__Problem to solve__
First find the line with "Identify the ground, giving" in the entries below, then set down exactly every line through the line with "<point>90,164</point>", that line included.

__Given records__
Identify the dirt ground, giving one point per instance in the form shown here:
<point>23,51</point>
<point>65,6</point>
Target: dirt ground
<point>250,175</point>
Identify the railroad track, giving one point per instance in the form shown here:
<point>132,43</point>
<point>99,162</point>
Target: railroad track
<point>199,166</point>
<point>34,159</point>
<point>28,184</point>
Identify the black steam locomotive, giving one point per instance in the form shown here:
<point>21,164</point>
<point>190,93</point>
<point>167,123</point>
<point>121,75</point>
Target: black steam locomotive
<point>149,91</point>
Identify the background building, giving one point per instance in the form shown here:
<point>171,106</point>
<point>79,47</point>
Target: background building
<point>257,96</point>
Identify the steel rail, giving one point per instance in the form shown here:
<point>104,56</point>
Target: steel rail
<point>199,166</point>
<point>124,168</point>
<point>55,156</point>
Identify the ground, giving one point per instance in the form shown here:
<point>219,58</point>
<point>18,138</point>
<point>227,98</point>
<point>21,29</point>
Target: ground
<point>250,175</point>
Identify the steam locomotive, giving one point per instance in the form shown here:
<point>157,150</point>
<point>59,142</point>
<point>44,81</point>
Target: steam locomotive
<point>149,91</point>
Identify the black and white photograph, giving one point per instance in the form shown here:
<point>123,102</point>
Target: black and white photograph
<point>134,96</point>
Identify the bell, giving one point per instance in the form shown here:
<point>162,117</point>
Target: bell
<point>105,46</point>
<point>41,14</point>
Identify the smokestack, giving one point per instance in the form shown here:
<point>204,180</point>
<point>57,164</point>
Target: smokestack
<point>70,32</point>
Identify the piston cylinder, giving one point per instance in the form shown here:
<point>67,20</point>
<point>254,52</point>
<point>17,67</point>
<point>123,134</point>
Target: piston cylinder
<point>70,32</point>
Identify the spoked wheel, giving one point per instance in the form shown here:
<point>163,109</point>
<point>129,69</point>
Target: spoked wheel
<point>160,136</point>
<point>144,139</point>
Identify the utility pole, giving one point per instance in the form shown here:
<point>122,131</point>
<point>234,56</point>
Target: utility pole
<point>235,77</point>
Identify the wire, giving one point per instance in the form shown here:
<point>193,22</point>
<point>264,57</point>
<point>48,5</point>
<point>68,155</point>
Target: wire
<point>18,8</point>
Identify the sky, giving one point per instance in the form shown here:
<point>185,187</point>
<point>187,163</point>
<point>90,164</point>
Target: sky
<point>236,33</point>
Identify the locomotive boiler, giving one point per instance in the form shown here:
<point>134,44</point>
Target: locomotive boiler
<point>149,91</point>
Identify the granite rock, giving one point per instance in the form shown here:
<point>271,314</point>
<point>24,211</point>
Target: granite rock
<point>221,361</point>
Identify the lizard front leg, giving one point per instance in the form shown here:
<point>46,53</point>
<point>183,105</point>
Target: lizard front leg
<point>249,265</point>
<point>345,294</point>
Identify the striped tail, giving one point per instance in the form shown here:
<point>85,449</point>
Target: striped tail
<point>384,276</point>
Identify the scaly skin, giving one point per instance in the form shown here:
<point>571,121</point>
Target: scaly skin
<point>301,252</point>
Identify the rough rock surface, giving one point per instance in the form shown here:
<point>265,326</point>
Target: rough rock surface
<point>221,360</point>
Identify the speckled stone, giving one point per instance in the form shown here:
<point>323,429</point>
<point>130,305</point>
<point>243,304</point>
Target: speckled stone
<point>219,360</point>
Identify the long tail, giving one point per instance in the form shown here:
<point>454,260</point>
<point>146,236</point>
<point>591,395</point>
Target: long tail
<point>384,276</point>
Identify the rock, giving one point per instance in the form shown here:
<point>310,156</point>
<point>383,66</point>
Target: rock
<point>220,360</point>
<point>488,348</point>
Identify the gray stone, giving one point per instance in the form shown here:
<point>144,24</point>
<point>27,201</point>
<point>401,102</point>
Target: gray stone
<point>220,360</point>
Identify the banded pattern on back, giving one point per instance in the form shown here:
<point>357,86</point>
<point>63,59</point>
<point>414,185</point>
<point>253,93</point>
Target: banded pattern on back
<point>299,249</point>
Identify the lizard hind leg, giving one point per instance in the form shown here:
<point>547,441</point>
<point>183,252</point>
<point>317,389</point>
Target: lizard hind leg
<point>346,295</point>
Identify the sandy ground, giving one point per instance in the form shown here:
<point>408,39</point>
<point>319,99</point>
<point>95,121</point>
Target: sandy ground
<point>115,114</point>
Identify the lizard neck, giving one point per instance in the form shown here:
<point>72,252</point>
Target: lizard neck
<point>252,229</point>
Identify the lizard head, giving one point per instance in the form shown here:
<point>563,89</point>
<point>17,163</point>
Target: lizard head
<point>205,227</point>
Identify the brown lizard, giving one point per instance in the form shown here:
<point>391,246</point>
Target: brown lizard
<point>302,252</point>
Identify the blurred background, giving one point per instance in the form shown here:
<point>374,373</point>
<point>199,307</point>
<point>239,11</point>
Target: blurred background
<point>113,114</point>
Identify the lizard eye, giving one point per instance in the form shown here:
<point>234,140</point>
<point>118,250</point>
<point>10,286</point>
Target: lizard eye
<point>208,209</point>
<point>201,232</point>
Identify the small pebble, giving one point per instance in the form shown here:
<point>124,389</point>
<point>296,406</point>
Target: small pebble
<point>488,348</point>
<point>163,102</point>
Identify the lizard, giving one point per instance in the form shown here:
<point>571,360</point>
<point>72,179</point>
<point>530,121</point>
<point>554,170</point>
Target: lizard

__Response for this exercise__
Identify the ground, giving one point per instance in the form shown here:
<point>219,58</point>
<point>18,138</point>
<point>227,98</point>
<point>21,29</point>
Target: ground
<point>250,175</point>
Identify the steam locomotive, giving one point per instance in the form shown here:
<point>157,150</point>
<point>59,142</point>
<point>44,81</point>
Target: steam locomotive
<point>149,91</point>
Identify the black and white photograph, giving one point per instance in the form shown here:
<point>123,102</point>
Target: black and white photograph
<point>134,96</point>
Identify the bell, giving one point per instance in the form shown here:
<point>162,117</point>
Target: bell
<point>105,46</point>
<point>41,14</point>
Identify the smokestack, giving one point per instance in the form shown here:
<point>204,180</point>
<point>57,164</point>
Target: smokestack
<point>70,32</point>
Identify the piston cylinder, giving one point per instance in the form shown here:
<point>67,20</point>
<point>254,52</point>
<point>17,67</point>
<point>123,134</point>
Target: piston cylinder
<point>70,32</point>
Identify the spoked wheel, giving one point per instance in the form shown here:
<point>163,109</point>
<point>129,69</point>
Target: spoked wheel
<point>160,136</point>
<point>144,139</point>
Identify the utility pole, giving one point per instance in the form shown here:
<point>122,131</point>
<point>234,56</point>
Target: utility pole
<point>235,77</point>
Identify the wire, giving one point per instance in the form shown here:
<point>193,22</point>
<point>264,57</point>
<point>48,5</point>
<point>68,155</point>
Target: wire
<point>18,8</point>
Identify the sky, giving one point per instance in the form shown here:
<point>185,187</point>
<point>187,163</point>
<point>90,164</point>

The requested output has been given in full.